• Verilen metin
>>

Abaküs Yazılım
10. Hukuk Dairesi
Esas No: 2017/39
Karar No: 2019/5320
Karar Tarihi: 26.06.2019

Yargıtay 10. Hukuk Dairesi 2017/39 Esas 2019/5320 Karar Sayılı İlamı

10. Hukuk Dairesi         2017/39 E.  ,  2019/5320 K.

    "İçtihat Metni"

    Mahkemesi :Asliye Hukuk (İş) Mahkemesi


    KARAR


    Dava, rücuan tazminat istemine ilişkindir.
    Mahkemece, hükümde belirtilen gerekçelerle davanın kısmen kabulüne karar verilmiştir.
    Hükmün, davacı Kurum vekili tarafından temyiz edilmesi üzerine, temyiz isteğinin süresinde olduğu anlaşıldıktan ve Tetkik Hakimi ... tarafından düzenlenen raporla dosyadaki kâğıtlar okunduktan sonra işin gereği düşünüldü ve aşağıdaki karar tespit edildi.
    Dava, 22/02/2007 tarihinde meydana gelen trnafik-iş kazasında vefat eden sigortalının hak sahiplerine bağlanan gelirler, cenaze yardımı ödemesi nedeniyle oluşan kurum zararının, davalılardan 506 sayılı Yasanın 10 ve 26. maddeleri gereğince müştereken ve müteselsilen tahsili istemine ilişkindir.
    506 sayılı Yasanın 26. maddesinde "İş kazası ve meslek hastalığı, işverenin kastı veya işçilerin sağlığını koruma ve iş güvenliği ile ilgili mevzuat hükümlerine aykırı hareketi veyahut suç sayılabilir bir hareketi sonucu olmuşsa, Kurumca sigortalıya veya haksahibi kimselerine yapılan veya ileride yapılması gerekli bulunan her türlü giderlerin tutarları ile gelir bağlanırsa bu gelirlerinin 22 nci maddede belirtilen tarifeye göre hesaplanacak sermaye değerleri toplamı (...) Kurumca işverene ödettirilir. (Ek cümle: 29/7/2003-4958/28 md.) İşçi ve işveren sorumluluğunun tespitinde kaçınılmazlık ilkesi dikkate alınır.
    İş kazası veya meslek hastalığı, 3 üncü bir kişinin kasıt veya kusuru yüzünden olmuşsa, Kurumca bütün sigorta yardımları yapılmakla beraber zarara sebep olan 3 üncü kişilere ve şayet kusuru varsa bunları çalıştıranlara Borçlar Kanunu hükümlerine göre rücu edilir......" hükmü düzenlenmiştir.
    818 sayılı Borçlar Kanunu"nun 50. maddesi (tam teselsül) ya da birden çok kimsenin değişik nedenlerle meydana getirdikleri aynı zarardan sorumluluklarını düzenleyen Borçlar Kanunu"nun 51. maddesi (eksik teselsül) uyarınca ve aynı yasanın 142. maddesi hükmüne dayanarak davacı, zararının tümünü müteselsil sorumlulardan biri aleyhine açacağı tek bir dava ile isteyebileceği gibi sorumluların hepsi aleyhine açacağı tek bir dava ile de talep edebilir.

<<

• Toplanan malzeme

>>

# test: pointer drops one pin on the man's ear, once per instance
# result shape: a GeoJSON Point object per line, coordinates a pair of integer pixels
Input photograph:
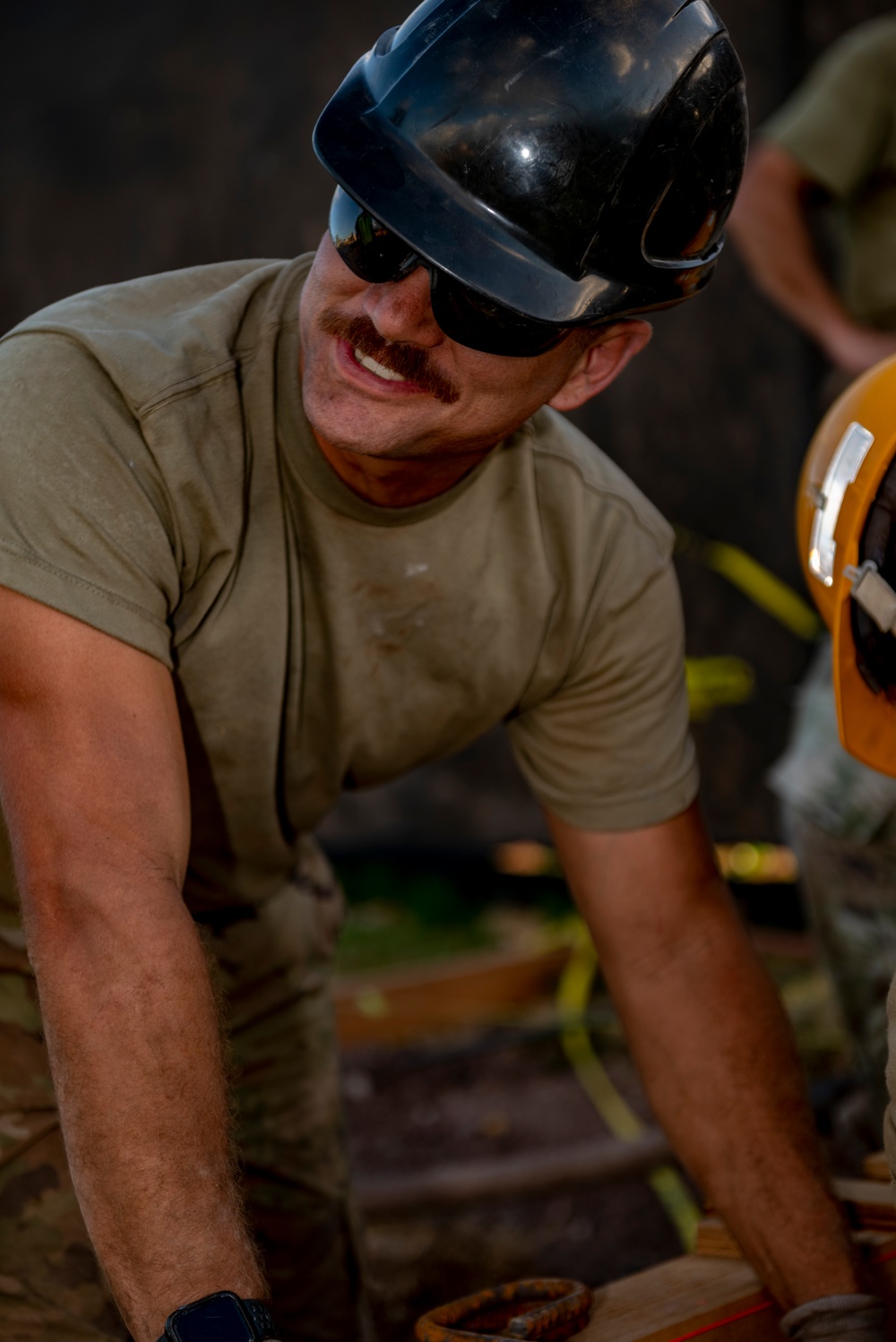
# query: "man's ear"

<<

• Görevler
[1] Karar metnine göre aşağıdaki ifadelerin her biri doğru mu, evet ya da hayır diye yanıtlayın ve yanıtı belirleyen sözleri metinden alıntılayın. (a) Mahkeme davanın tamamen kabulüne karar vermiştir. (b) Hüküm, davacı Kurum vekili tarafından temyiz edilmiştir. (c) Karar tarihi 26.06.2019'dur.
[2] Karar metninin "10. Hukuk Dairesi         2017/39" sözlerinden "karar tespit edildi." sözlerine kadar olan kısmını hiç değiştirmeden yazın.

• Çözümler
[1]
(a) Hayır: "davanın kısmen kabulüne karar verilmiştir"
(b) Evet: "Hükmün, davacı Kurum vekili tarafından temyiz edilmesi üzerine"
(c) Evet: "Karar Tarihi: 26.06.2019"

[2]
10. Hukuk Dairesi         2017/39 E.  ,  2019/5320 K.

    "İçtihat Metni"

    Mahkemesi :Asliye Hukuk (İş) Mahkemesi


    KARAR


    Dava, rücuan tazminat istemine ilişkindir.
    Mahkemece, hükümde belirtilen gerekçelerle davanın kısmen kabulüne karar verilmiştir.
    Hükmün, davacı Kurum vekili tarafından temyiz edilmesi üzerine, temyiz isteğinin süresinde olduğu anlaşıldıktan ve Tetkik Hakimi ... tarafından düzenlenen raporla dosyadaki kâğıtlar okunduktan sonra işin gereği düşünüldü ve aşağıdaki karar tespit edildi.